#### Exercise goal
Put the entries below, from the line containing "of the hairy" through the last entry, inclusive, into a two-column CSV with the headers instruction and answer. Each entry gets one row, with its text and its answer each in a single quoted field and any line breaks replaced by spaces.
□ □ □
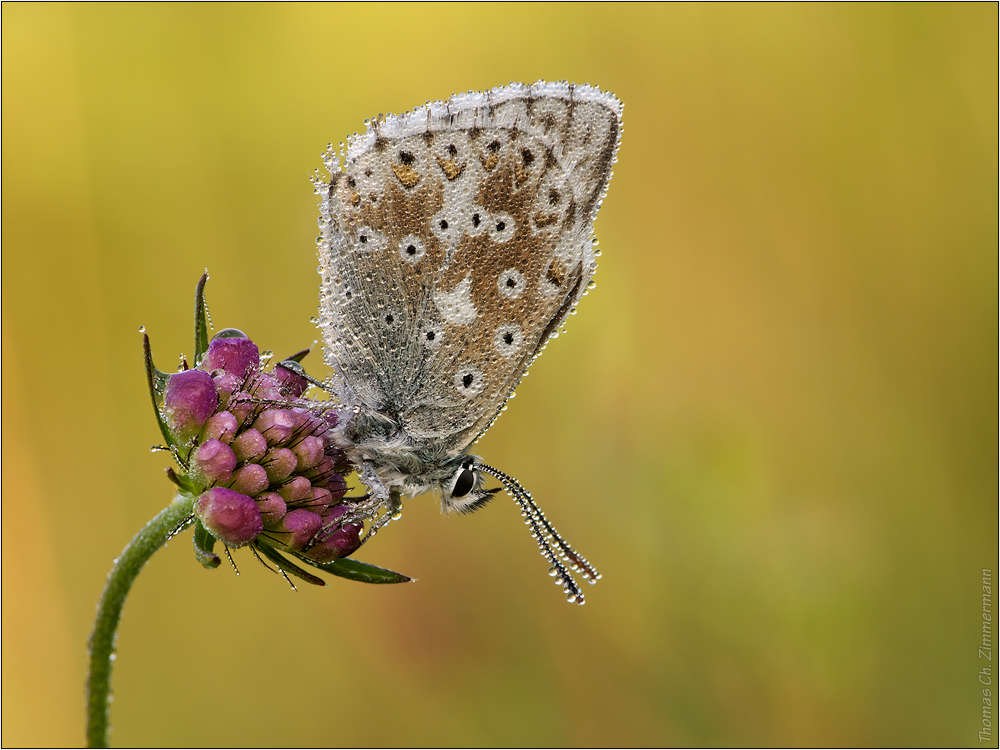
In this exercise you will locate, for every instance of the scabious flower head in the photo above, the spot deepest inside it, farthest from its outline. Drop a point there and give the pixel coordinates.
(259, 458)
(260, 466)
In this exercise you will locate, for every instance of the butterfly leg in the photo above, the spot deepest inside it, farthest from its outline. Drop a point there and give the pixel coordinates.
(380, 506)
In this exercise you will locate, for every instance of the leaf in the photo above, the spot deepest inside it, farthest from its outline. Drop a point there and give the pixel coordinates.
(287, 565)
(200, 320)
(356, 570)
(157, 382)
(203, 544)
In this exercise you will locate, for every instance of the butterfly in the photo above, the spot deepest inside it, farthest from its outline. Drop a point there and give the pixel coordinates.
(455, 240)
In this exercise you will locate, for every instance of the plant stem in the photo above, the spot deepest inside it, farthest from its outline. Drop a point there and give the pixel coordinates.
(109, 611)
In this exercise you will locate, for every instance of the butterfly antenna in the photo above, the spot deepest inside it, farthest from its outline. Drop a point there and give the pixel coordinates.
(552, 545)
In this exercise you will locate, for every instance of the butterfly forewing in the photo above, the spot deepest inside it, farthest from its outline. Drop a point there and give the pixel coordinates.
(456, 239)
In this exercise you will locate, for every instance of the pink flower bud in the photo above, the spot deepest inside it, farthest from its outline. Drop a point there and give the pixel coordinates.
(296, 490)
(231, 516)
(276, 425)
(272, 508)
(335, 541)
(296, 529)
(309, 452)
(279, 464)
(232, 352)
(250, 479)
(220, 426)
(249, 445)
(190, 399)
(213, 462)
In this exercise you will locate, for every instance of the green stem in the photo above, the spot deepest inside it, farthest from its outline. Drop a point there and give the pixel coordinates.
(109, 611)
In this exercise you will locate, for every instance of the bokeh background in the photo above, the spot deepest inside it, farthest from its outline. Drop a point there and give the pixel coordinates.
(773, 426)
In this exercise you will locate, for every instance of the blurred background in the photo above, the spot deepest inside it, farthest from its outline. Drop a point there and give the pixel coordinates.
(772, 427)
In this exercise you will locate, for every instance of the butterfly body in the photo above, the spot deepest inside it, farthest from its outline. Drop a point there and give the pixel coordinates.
(456, 239)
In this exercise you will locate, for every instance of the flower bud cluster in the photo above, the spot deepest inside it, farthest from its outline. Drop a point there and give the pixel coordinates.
(259, 457)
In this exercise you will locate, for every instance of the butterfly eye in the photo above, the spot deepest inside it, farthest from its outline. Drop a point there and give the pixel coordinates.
(464, 482)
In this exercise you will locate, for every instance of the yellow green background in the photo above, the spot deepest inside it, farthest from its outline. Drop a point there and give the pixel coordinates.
(772, 427)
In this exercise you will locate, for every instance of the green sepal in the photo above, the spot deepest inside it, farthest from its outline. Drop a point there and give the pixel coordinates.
(288, 566)
(157, 382)
(200, 320)
(356, 570)
(298, 357)
(203, 544)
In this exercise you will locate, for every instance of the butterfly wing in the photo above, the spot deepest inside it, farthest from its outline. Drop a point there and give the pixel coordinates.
(455, 241)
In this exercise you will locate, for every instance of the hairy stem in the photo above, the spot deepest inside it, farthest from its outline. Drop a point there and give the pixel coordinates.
(109, 611)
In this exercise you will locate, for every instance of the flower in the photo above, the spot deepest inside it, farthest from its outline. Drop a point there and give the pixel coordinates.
(258, 459)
□ □ □
#### Solution to the exercise
instruction,answer
"In this exercise you will locate, for every instance of the hairy stem in the photo above, the spot deepest inside it, farthest from its outline. Drop a point there and give the pixel coordinates.","(109, 611)"
"In this exercise you will locate, for every instance of the flower in the photo above, the spot deepest inside it, farthest from its outline. Drop a point there and give the pixel coordinates.","(258, 459)"